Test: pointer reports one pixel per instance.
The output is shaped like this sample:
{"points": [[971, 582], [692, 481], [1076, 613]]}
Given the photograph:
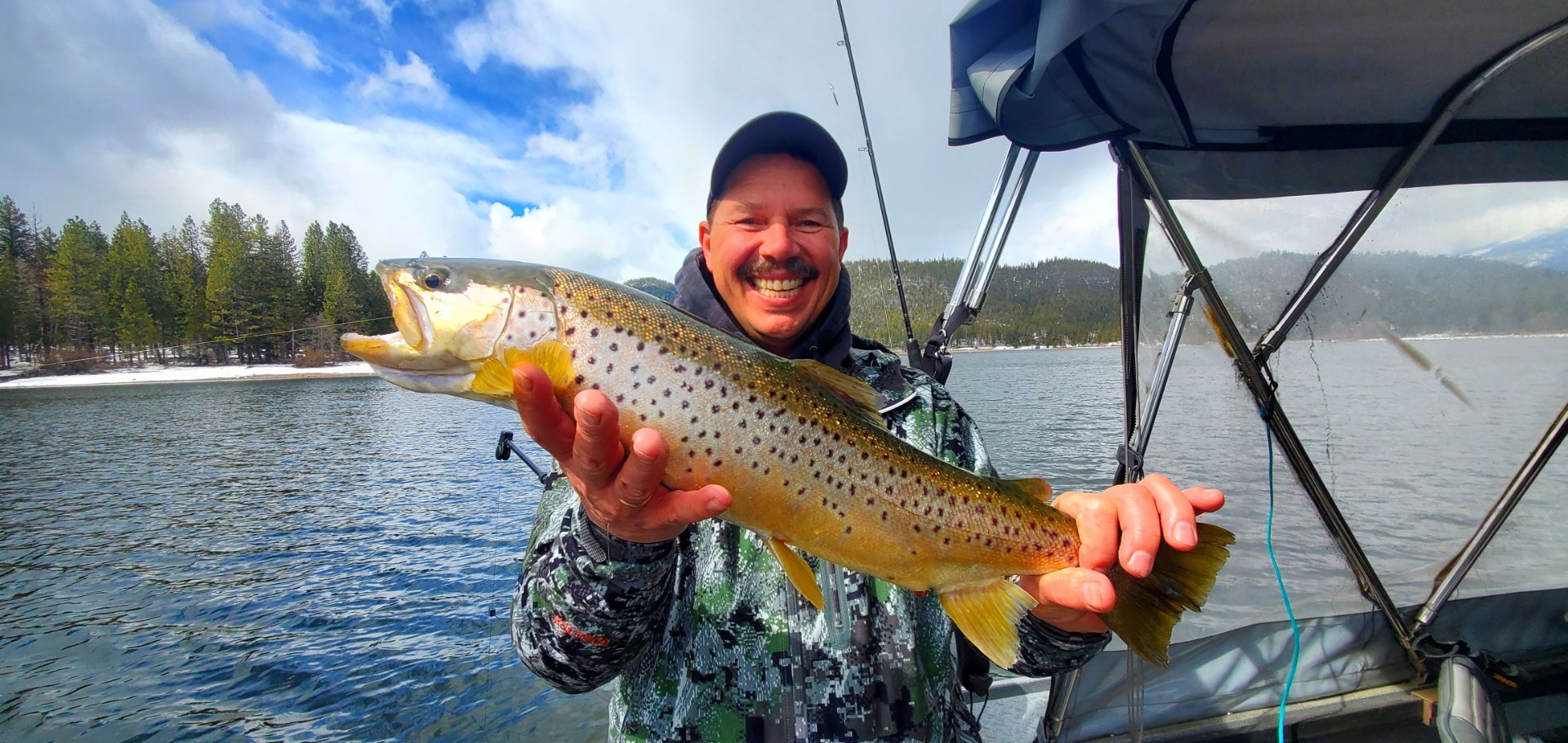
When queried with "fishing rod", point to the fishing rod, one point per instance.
{"points": [[882, 202], [223, 340]]}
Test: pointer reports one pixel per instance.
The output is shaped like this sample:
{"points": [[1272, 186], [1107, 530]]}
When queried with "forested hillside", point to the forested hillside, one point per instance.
{"points": [[231, 287], [1413, 295]]}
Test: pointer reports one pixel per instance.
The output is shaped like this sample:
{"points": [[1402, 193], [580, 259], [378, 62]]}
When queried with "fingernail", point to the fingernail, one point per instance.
{"points": [[1094, 594], [1140, 563]]}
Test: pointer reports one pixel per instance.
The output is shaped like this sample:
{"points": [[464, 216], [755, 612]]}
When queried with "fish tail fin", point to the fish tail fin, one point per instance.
{"points": [[988, 615], [1148, 608]]}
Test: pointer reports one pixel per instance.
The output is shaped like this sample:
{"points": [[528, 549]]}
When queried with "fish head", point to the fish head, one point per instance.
{"points": [[453, 315]]}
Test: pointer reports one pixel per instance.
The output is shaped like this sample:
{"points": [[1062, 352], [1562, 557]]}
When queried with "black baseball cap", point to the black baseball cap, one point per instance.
{"points": [[782, 132]]}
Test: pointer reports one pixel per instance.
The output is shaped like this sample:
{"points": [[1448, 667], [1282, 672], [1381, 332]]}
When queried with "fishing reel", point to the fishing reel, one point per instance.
{"points": [[506, 447]]}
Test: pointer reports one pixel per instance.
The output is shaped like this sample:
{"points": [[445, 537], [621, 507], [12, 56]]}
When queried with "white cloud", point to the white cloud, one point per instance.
{"points": [[381, 10], [412, 80], [259, 19]]}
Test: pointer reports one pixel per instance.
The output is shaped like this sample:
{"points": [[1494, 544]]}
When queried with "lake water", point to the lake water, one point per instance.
{"points": [[333, 558]]}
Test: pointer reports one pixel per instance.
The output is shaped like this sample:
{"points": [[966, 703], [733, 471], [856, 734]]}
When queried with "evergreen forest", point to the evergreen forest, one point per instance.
{"points": [[235, 287], [229, 289]]}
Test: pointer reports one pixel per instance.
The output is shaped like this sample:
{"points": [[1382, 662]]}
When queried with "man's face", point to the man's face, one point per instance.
{"points": [[773, 248]]}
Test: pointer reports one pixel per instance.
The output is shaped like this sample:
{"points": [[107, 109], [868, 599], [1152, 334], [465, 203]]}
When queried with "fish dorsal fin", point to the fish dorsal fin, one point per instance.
{"points": [[1031, 488], [494, 376], [853, 392], [988, 616], [799, 572]]}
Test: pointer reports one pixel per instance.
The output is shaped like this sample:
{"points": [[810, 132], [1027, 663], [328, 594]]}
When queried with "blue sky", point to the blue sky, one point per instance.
{"points": [[546, 131]]}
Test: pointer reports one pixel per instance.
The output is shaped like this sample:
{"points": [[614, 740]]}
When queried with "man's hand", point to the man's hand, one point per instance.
{"points": [[620, 491], [1125, 524]]}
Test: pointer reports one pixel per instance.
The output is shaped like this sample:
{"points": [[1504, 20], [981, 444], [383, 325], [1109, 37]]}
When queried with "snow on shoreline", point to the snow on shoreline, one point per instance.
{"points": [[158, 375]]}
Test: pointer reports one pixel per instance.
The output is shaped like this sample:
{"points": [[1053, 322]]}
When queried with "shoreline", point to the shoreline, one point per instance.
{"points": [[163, 375]]}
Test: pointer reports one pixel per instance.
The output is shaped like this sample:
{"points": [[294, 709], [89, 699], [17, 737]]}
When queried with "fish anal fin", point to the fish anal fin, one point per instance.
{"points": [[1032, 488], [853, 392], [988, 615], [799, 572], [1148, 608]]}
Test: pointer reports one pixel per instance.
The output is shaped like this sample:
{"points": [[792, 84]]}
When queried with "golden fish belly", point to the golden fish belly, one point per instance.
{"points": [[802, 465]]}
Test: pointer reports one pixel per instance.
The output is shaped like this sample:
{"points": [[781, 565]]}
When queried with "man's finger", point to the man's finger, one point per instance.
{"points": [[1205, 501], [1140, 528], [1178, 518], [596, 450], [644, 469], [543, 417], [678, 508], [1071, 598], [1099, 532]]}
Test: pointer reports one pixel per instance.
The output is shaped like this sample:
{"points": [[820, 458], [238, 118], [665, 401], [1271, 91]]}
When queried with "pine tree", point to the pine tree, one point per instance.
{"points": [[74, 281], [134, 292], [314, 272], [228, 276], [10, 309]]}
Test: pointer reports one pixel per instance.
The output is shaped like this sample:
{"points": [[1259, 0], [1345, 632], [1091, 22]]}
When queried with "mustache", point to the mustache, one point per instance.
{"points": [[792, 264]]}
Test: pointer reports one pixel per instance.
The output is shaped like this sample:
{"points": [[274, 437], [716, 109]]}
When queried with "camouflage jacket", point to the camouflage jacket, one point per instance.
{"points": [[710, 643]]}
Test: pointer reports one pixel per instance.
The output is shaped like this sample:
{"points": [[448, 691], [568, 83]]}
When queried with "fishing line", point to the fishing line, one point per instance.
{"points": [[221, 340], [1295, 629]]}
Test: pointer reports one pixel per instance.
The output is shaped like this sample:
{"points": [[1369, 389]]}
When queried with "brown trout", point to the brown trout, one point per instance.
{"points": [[800, 446]]}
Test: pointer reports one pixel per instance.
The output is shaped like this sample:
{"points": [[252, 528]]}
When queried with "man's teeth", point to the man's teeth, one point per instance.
{"points": [[778, 287]]}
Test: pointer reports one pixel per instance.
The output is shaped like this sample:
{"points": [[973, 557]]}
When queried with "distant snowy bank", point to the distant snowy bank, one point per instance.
{"points": [[156, 375]]}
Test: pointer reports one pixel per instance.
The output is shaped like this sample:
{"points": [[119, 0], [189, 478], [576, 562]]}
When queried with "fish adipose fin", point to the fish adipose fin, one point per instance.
{"points": [[988, 615], [1031, 488], [1148, 608], [494, 376], [799, 572], [853, 392]]}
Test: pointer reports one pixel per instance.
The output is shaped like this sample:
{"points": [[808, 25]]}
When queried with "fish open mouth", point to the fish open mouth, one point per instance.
{"points": [[412, 336]]}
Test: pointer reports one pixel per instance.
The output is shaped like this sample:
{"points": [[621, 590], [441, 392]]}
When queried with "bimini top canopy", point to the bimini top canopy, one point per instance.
{"points": [[1267, 97]]}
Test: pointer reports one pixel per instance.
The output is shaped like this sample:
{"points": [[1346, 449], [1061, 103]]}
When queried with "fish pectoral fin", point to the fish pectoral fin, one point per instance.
{"points": [[1032, 488], [853, 392], [988, 615], [799, 572], [554, 358]]}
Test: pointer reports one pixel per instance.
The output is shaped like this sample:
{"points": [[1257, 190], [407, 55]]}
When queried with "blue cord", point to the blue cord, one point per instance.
{"points": [[1295, 629]]}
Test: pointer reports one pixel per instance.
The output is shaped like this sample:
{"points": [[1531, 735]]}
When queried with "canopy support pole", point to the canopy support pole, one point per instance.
{"points": [[1138, 444], [1263, 389], [1491, 523], [1372, 206], [974, 278]]}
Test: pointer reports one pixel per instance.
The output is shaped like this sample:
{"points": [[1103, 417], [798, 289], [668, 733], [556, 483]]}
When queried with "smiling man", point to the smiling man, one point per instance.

☆ ☆ ☆ ☆

◆ Direction
Make an exact copy of the records above, with the pictures left out.

◆ Answer for this exercise
Test: pointer reports one pixel per instance.
The output is shaped like this sample:
{"points": [[971, 582], [692, 481], [1076, 613]]}
Given the photograph:
When queried with "fishing rod", point to the fishing rod, one point per instance.
{"points": [[882, 202], [223, 340]]}
Test: pointer reports one pixel per instance.
The output is shaped like this sample:
{"points": [[1272, 186], [1107, 530]]}
When queried with "forested hillside", point to the forested hillside, one point per instance.
{"points": [[231, 287], [1413, 295]]}
Test: pointer reports one pixel per instance.
The output is shaped like this sample:
{"points": [[1402, 193], [580, 259], [378, 62]]}
When queried with "fingernail", point to the fingernail, one point per instance.
{"points": [[1094, 594], [1140, 563]]}
Test: pointer reports one pixel per instance.
The output is shaped like this sample:
{"points": [[464, 216], [755, 612]]}
When queried with "fish tail fin", point to the fish tail fin, one point per instance.
{"points": [[988, 615], [1148, 608]]}
Test: pointer reports one pixel per instance.
The output is shaped like this sample:
{"points": [[528, 549]]}
When queried with "fish head", point to the fish head, one point per instance.
{"points": [[453, 315]]}
Test: pointer reports one pixel per instance.
The output is shaped like this sample:
{"points": [[1062, 352], [1562, 557]]}
When queried with "black baseball cap", point to the black baseball cap, one point per instance.
{"points": [[782, 132]]}
Test: pointer reports one pixel per instance.
The output is shaped like this sample:
{"points": [[1448, 667], [1282, 672], [1381, 332]]}
When queried with "fishing reel", point to the fishing reel, one point per instance.
{"points": [[506, 447]]}
Test: pointer reports one pixel per instance.
The output is shaped like this sample:
{"points": [[445, 537], [621, 507], [12, 56]]}
When queried with "white cloud", point to the white cloud, one point per instance.
{"points": [[381, 10], [412, 80], [259, 19]]}
Test: pointer reports one pixel per instance.
The output is shaped like this sample:
{"points": [[1494, 544]]}
When queried with "lake water", point to the lake water, one point per instance.
{"points": [[333, 558]]}
Test: pointer reports one pixel per instance.
The output is shaped like this sample:
{"points": [[966, 703], [733, 471], [856, 734]]}
When queried with "evergreen forest", point to the evergreen forest, one point per instance.
{"points": [[235, 287], [229, 289]]}
Test: pointer reports one pixel per instance.
The output is shaped like this sample:
{"points": [[1382, 662]]}
When queried with "man's face", point to the man's face, one point per instance.
{"points": [[773, 248]]}
Test: pointer reports one pixel per instance.
The output is shaped like this sample:
{"points": [[107, 109], [868, 599], [1152, 334], [465, 203]]}
When queried with "fish dorsal fin", point to the fish dorsal fin, one point per instance.
{"points": [[1031, 488], [494, 376], [853, 392], [988, 616], [799, 572]]}
Test: pointer reports one pixel per instance.
The output is shaped like this sample:
{"points": [[810, 132], [1027, 663], [328, 594]]}
When queried with "blue sky", point to the blue sky, one point per instance.
{"points": [[546, 131]]}
Test: pointer reports one pixel per instance.
The output is shaped like this sample:
{"points": [[614, 740]]}
When queried with "man's hand", point to the man's hand, one point per instance.
{"points": [[620, 491], [1125, 524]]}
Test: pointer reports one pixel per instance.
The output is shaped like this sample:
{"points": [[1504, 20], [981, 444], [383, 325], [1109, 37]]}
When queried with "snow on shoreline", point to the snow on shoreline, one point per instance.
{"points": [[158, 375]]}
Test: pointer reports one pixel per instance.
The output is shaped like this sample:
{"points": [[1053, 322]]}
When queried with "shoreline", point to the shoreline, one point per instance.
{"points": [[163, 375]]}
Test: pointer reports one pixel per instance.
The output is shaped like this sample:
{"points": [[294, 709], [89, 699], [17, 737]]}
When queried with "fish anal fin", point to the fish anal fin, one point per instance.
{"points": [[1032, 488], [853, 392], [988, 615], [799, 572], [1148, 608]]}
Test: pointer reports one pixel per instance.
The output is shaped like this sample:
{"points": [[792, 84]]}
When queried with "golden fish belly", point to the golden fish belly, one point per instance.
{"points": [[802, 465]]}
Test: pointer reports one pixel per instance.
The output is shaped like this sample:
{"points": [[781, 565]]}
When queried with "man's finger", point to the man's finger, one point per instance.
{"points": [[1205, 501], [1140, 528], [1178, 518], [596, 450], [644, 469], [543, 417], [678, 508], [1071, 598], [1099, 532]]}
Test: pointer reports one pixel per instance.
The output is shaped like this sample:
{"points": [[820, 458], [238, 118], [665, 401], [1271, 91]]}
When queried with "pine tree", point to the pine tree, one point per instance.
{"points": [[74, 281], [134, 292], [314, 272], [228, 276], [10, 309]]}
Test: pointer reports one pixel per instance.
The output is shaped like this sample:
{"points": [[1259, 0], [1345, 632], [1091, 22]]}
When queried with "mustache", point to the mustache, one point per instance.
{"points": [[792, 264]]}
Test: pointer reports one pixel per instance.
The output is shaped like this sample:
{"points": [[274, 437], [716, 109]]}
When queried with "camouflage jacket", point to the camouflage jacket, one point per instance.
{"points": [[710, 643]]}
Test: pointer reports one pixel per instance.
The output is shaped like this sample:
{"points": [[448, 691], [568, 83]]}
When queried with "fishing line", point to the fishing line, one point per instance.
{"points": [[221, 340], [1295, 629]]}
Test: pointer reports one pixel per instance.
The output is shaped like this sample:
{"points": [[1369, 389]]}
When queried with "brown trout", point to the brown trout, one point per instance.
{"points": [[800, 446]]}
Test: pointer reports one pixel per instance.
The output is shaped like this sample:
{"points": [[252, 528]]}
When queried with "man's teeth", point to the man's teeth, one point per instance.
{"points": [[778, 287]]}
Test: pointer reports one pixel per instance.
The output is shaped like this sample:
{"points": [[973, 557]]}
When queried with "distant snowy bank", point to the distant snowy bank, one point per instance.
{"points": [[156, 375]]}
Test: pointer reports one pixel per instance.
The output is shaped like this sample:
{"points": [[119, 0], [189, 478], [576, 562]]}
When queried with "fish adipose fin", point to the fish adipose fin, one point per instance.
{"points": [[988, 615], [1031, 488], [1148, 608], [494, 376], [799, 572], [853, 392]]}
Test: pointer reports one pixel per instance.
The output is shaped like this sample:
{"points": [[808, 25]]}
When queried with "fish open mouth", point to the fish open mouth, one point per instance.
{"points": [[412, 336]]}
Test: pointer reports one pixel per instance.
The output is shaped like this sample:
{"points": [[621, 590], [441, 392]]}
When queried with "bimini top canopy", point to the bimini top canopy, one point per instance.
{"points": [[1267, 97]]}
Test: pointer reports one pixel per instance.
The output is shaped like this sample:
{"points": [[1346, 449], [1061, 103]]}
When queried with "fish pectoral fin", point to the fish pectoral fin, one point per instance.
{"points": [[1032, 488], [853, 392], [988, 615], [799, 572], [554, 358]]}
Test: pointer reports one pixel per instance.
The output is shaped like this sample:
{"points": [[1257, 190], [407, 55]]}
When queried with "blue cord", point to the blue cord, one point per instance.
{"points": [[1295, 629]]}
Test: pointer reports one pixel per instance.
The output is shaped like this sample:
{"points": [[1531, 735]]}
When queried with "canopy support pole", point to the canopy support pole, one point per instance.
{"points": [[1138, 444], [1263, 389], [1491, 523], [1372, 206], [974, 278]]}
Test: pointer reports one pixel per instance.
The output is shaped like this sample:
{"points": [[1103, 417], [798, 289], [668, 733], [556, 483]]}
When queried with "smiling man", point to the smiling man, one point per instance.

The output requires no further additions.